● EXERCISE
Every record must be transcribed in its entirety, apart from the images, which are to be omitted.

***

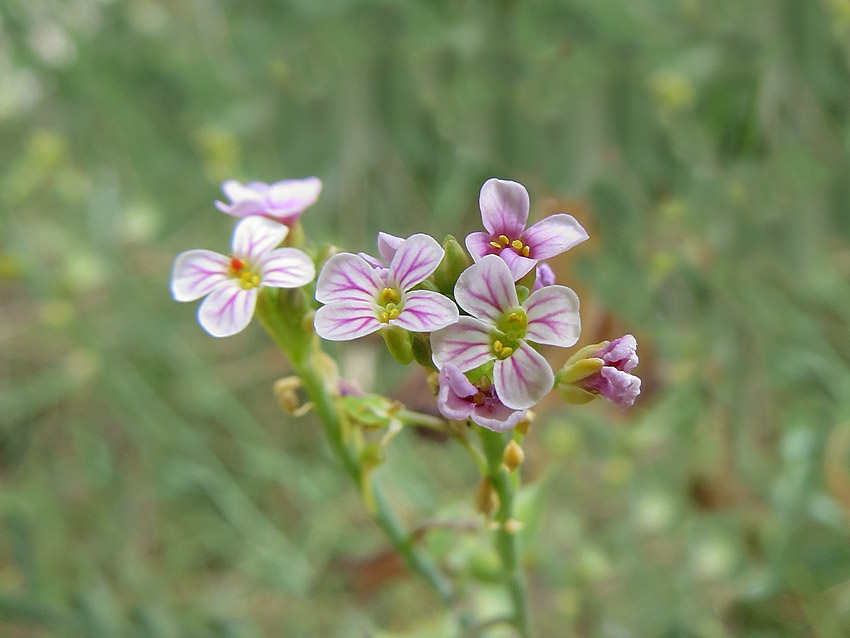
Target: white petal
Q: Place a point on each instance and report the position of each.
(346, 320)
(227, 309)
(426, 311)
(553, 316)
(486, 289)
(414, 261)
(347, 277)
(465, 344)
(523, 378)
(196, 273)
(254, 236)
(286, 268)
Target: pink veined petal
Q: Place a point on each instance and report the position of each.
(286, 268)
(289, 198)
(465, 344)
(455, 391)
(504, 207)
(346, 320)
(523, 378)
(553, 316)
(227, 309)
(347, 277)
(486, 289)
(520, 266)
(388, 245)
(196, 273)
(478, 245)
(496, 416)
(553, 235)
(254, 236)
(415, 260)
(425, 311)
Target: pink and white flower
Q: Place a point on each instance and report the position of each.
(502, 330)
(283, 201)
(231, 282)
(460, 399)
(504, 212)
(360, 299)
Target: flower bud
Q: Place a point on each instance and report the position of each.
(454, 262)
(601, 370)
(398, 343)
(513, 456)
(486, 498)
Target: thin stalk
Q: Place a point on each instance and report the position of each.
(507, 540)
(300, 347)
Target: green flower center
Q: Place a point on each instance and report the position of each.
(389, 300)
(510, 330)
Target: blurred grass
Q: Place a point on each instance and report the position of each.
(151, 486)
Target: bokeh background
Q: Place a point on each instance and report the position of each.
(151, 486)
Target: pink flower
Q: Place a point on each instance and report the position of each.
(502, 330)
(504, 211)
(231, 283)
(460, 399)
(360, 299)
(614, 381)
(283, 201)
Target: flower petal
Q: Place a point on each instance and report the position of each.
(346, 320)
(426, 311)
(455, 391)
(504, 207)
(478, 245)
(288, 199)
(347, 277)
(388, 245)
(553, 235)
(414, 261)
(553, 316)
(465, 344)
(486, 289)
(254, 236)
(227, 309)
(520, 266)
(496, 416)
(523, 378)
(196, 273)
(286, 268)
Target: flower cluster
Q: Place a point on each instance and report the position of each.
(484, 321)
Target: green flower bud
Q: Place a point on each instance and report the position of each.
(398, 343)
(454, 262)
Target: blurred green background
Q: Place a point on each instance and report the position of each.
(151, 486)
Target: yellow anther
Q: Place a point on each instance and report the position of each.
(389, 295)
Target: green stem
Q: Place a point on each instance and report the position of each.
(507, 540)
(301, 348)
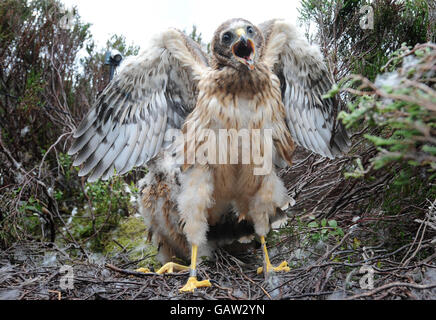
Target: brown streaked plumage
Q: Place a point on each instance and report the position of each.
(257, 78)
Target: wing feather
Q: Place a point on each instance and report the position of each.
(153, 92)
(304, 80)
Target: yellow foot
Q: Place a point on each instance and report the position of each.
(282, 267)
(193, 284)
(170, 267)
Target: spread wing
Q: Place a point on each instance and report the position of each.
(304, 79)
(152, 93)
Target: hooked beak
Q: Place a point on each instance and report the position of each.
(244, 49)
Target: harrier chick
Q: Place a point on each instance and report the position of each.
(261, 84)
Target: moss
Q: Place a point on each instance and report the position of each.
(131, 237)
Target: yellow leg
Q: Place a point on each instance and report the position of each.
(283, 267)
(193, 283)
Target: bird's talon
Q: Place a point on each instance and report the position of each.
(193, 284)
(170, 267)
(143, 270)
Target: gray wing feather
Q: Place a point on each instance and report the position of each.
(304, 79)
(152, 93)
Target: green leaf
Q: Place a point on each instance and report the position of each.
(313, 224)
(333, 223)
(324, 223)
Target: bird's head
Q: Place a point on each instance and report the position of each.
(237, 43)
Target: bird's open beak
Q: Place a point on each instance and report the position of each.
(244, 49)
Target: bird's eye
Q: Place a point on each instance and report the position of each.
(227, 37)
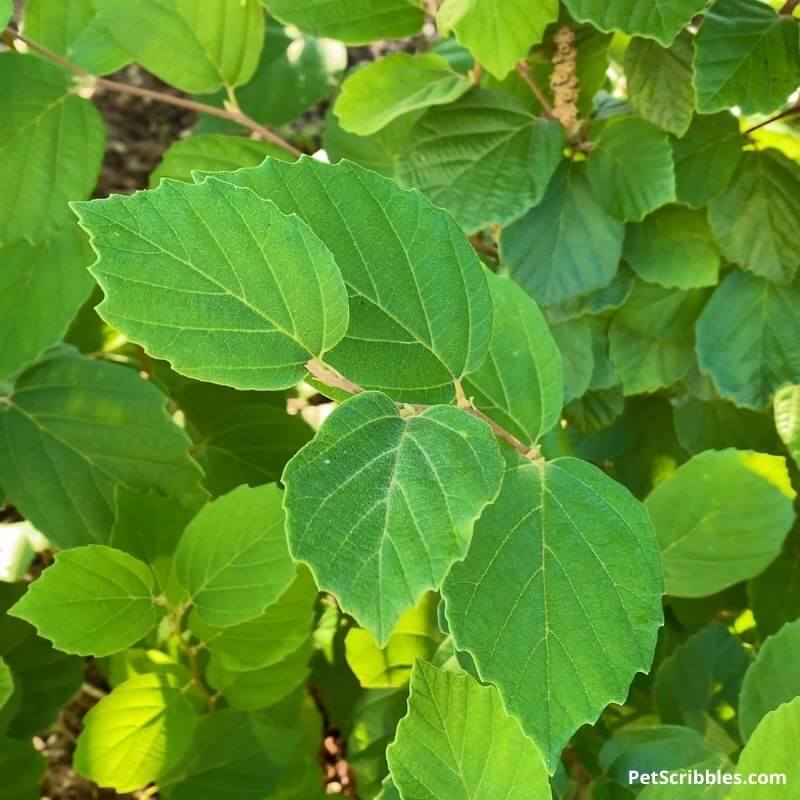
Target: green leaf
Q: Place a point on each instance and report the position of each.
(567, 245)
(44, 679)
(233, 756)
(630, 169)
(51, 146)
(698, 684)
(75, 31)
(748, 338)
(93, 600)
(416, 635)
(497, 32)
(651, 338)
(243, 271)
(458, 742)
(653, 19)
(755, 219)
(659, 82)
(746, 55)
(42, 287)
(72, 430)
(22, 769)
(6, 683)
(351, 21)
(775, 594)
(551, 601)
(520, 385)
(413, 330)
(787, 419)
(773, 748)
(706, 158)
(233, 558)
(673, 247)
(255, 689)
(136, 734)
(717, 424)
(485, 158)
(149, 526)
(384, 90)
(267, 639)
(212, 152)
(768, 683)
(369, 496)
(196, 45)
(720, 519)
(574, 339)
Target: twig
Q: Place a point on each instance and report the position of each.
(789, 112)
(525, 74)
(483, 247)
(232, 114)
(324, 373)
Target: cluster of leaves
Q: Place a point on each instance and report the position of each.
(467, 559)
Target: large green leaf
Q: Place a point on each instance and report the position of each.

***

● ANSWER TO THIS EXERCISE
Target: white petal
Q: Place a point on each instance and report the position of each.
(346, 320)
(227, 309)
(426, 311)
(553, 316)
(486, 289)
(414, 261)
(347, 277)
(465, 344)
(523, 378)
(196, 273)
(254, 236)
(286, 268)
Target: pink veined petal
Q: Place a point on each instance and report the position of each.
(286, 268)
(289, 198)
(465, 344)
(455, 391)
(504, 207)
(346, 320)
(523, 378)
(553, 316)
(227, 309)
(347, 277)
(486, 289)
(520, 266)
(388, 245)
(196, 273)
(478, 245)
(496, 416)
(553, 235)
(254, 236)
(415, 260)
(425, 311)
Target: pink and white flower
Q: Place a point on each instance and report the position of each.
(502, 330)
(283, 201)
(231, 282)
(460, 399)
(504, 212)
(360, 299)
Target: flower bud
Q: Place a point on each instance and report the position of each.
(454, 262)
(601, 370)
(398, 343)
(513, 456)
(486, 498)
Target: thin stalk
Q: Place a point on each instance and report the position of each.
(507, 540)
(300, 347)
Target: green flower center
Q: Place a point on each instance and report the position of each.
(389, 300)
(510, 330)
Target: blurred grass
Q: Place a point on each instance and report the position of each.
(151, 486)
Target: bokeh background
Q: Place a point on each instance and report the position of each.
(151, 486)
Target: pink flower
Q: Place a point on each instance and report the position of each.
(502, 330)
(504, 211)
(231, 283)
(460, 399)
(360, 299)
(614, 381)
(283, 201)
Target: flower petal
Q: Place a point on each instance and report the position of each.
(346, 320)
(426, 311)
(455, 391)
(504, 207)
(478, 245)
(288, 199)
(347, 277)
(388, 245)
(553, 235)
(414, 261)
(553, 316)
(465, 344)
(486, 289)
(254, 236)
(227, 309)
(520, 266)
(496, 416)
(523, 378)
(196, 273)
(286, 268)
Target: flower cluster
Q: Place a point on each instance and report the position of each.
(484, 321)
Target: green flower bud
Q: Place a point on each instance and report the position of each.
(398, 343)
(454, 262)
Target: blurred green background
Q: Place a point on each instance and report the position of each.
(151, 486)
Target: yellow anther
Q: Place a point on each instance and report the position of each.
(389, 295)
Target: green stem
Q: Place a point on each instance and report the position of each.
(507, 540)
(301, 348)
Target: brown streaked plumage
Q: Place a point on each instance and report the position of each.
(257, 78)
Target: wing feather
Q: Place a point on each instance and report the position of each.
(153, 92)
(304, 80)
Target: yellow foot
Q: Place a point on each instance and report the position of each.
(282, 267)
(193, 284)
(170, 267)
Target: spread wing
Q: Place a point on each instance and report the position of each.
(304, 79)
(152, 93)
Target: hooked beak
Q: Place a point on each instance and report the position of each.
(244, 49)
Target: harrier chick
Q: Place a point on each instance and report the position of each.
(261, 84)
Target: moss
Q: Place a point on each instance and report the position of each.
(131, 237)
Target: yellow leg
Q: Place a point on each instance and report the position of each.
(283, 267)
(193, 283)
Target: bird's talon
Q: Place a point on each instance and report the position of each.
(193, 284)
(170, 267)
(143, 270)
Target: gray wing feather
Q: Place a point on each instance and report the position of each.
(304, 79)
(152, 93)
Target: green leaf
Q: Place a point on each instance and report the position of each.
(313, 224)
(333, 223)
(324, 223)
Target: bird's head
Q: Place a point on each instance and report the position of each.
(237, 43)
Target: bird's open beak
Q: Place a point on each instance and report the position of each.
(244, 49)
Target: bird's eye
Q: Place a point on each instance and report the position of each.
(227, 37)
Target: green leaf
Q: Place a point on each instance and report the position of each.
(567, 245)
(44, 679)
(233, 756)
(630, 169)
(51, 146)
(698, 684)
(75, 31)
(748, 338)
(93, 600)
(416, 635)
(497, 32)
(651, 338)
(243, 271)
(458, 742)
(653, 19)
(755, 219)
(659, 82)
(746, 55)
(42, 287)
(72, 430)
(22, 769)
(6, 683)
(351, 21)
(775, 594)
(551, 601)
(520, 385)
(413, 330)
(787, 419)
(773, 748)
(706, 158)
(233, 558)
(673, 247)
(255, 689)
(136, 734)
(717, 424)
(485, 158)
(149, 526)
(384, 90)
(267, 639)
(212, 152)
(768, 683)
(369, 496)
(196, 45)
(720, 519)
(574, 339)
Target: twig
Q: Place a point on each instance and report the position of each.
(789, 112)
(525, 74)
(483, 247)
(232, 114)
(324, 373)
Target: cluster of leaves
Q: Place a point on each instance and report the position of each.
(467, 559)
Target: large green leaf
Q: Place a point on each instance and report the position of each.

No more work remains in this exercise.